Page extract:
How I Lost My Mother

This grief ain’t nothing new, but my choice to heal is.

Brendane A. Tynes, PhD
6 min readAug 21, 2021
A black and white portrait of a Black woman with a short afro. Her hand covers her eye. White flowers sit in her hair and partially cover her face. She is wearing a floral dress.
Photo by Jakayla Toney on Unsplash

I.

There is no easy way to lose your mother.

Perhaps mine was gone long before I became a seed in her womb, when she was a young girl desperately searching for her own mother.

There were times I encountered her. Brief moments in which she would see me for who I was and not as an extension of herself. She always said that I came at a time when she needed someone to love and to befriend. Someone who needed her.

I saved my mother’s life.

My birth became the first of many hands-on lessons for a Black girl child who would learn the world and her mother would not value her unless her throat throbbed from servitude.

One day when my sister and I were in middle school, my mother told the story of a young girl whose attempt to help her classmate with his math homework was met with brutal violence from him and at home from her own mother. As I listened, I pieced together that she was talking about herself. My mother was the oldest girl child who experienced the rite of passage of many Black girls: rape.

Data shown:
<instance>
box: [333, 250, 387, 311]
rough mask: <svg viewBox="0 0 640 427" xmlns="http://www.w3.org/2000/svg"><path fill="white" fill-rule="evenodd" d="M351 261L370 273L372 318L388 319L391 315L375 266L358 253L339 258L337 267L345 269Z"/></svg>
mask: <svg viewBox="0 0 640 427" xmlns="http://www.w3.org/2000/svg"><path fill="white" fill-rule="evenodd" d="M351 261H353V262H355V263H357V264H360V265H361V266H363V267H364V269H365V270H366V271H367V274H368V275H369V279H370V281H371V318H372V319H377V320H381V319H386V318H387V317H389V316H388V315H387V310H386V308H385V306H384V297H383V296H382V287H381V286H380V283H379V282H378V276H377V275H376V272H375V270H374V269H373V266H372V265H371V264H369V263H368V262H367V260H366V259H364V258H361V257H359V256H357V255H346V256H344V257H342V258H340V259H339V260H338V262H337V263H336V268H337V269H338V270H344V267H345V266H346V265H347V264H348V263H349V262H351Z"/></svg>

Instructions:
(A) Based on the essay about losing a mother, do these statements agree with it? (i) The mother said the writer came when she needed someone to love and befriend. (ii) The mother told her story when the writer and the writer's sister were in high school. (iii) The young girl in the mother's story tried to help a classmate with his math homework. Answer yes or no for each and quote the words that decide it.
(B) In the essay about losing a mother, rewrite the paragraph that begins "There were times I encountered her" more briefly, keeping its main facts.
(C) Carry the essay about losing a mother forward from the point where it ends.

Results for the exercise:
(A)
(i) Yes: "She always said that I came at a time when she needed someone to love and to befriend."
(ii) No: "One day when my sister and I were in middle school"
(iii) Yes: "a young girl whose attempt to help her classmate with his math homework"

(B) Now and then the writer truly met the mother, in brief moments when she saw the writer as a person and not as an extension of herself. She always said the writer came when she needed someone to love and befriend, someone who needed her.

(C)
I imagine she is somewhere floating in the eighties, looking for the stolen pieces of her soul. She searched for their replacements in her work, in her children, and in her things, but could not find them. We cannot give her what was lost.

II.

I too had entered that rite of passage as a girl. A boy in gym class told me he thought I looked pretty, and I never believed anyone when they said that, but I wanted to believe him. He took my hand and led me to the room where he would claim a piece of my soul. I could not trust my mother to hold my truth, so I wandered for years begging for someone to give me what I lost. I floated around my teens and half of my twenties until I learned only I could give myself love I would never lose.

III.

Grandma told me this grief ain’t nothing new. This loss is generational. The mourning is predetermined. (You see, some of us take on the burden of carrying this world while others of us have the privilege of moving through it.) She began with the story of how the weight of the world split my great great grandfather’s skull with a single bullet. He couldn’t handle the pressures of living his Black Southern life, so he went into his backyard with his dog and a gun. He was gone long before though.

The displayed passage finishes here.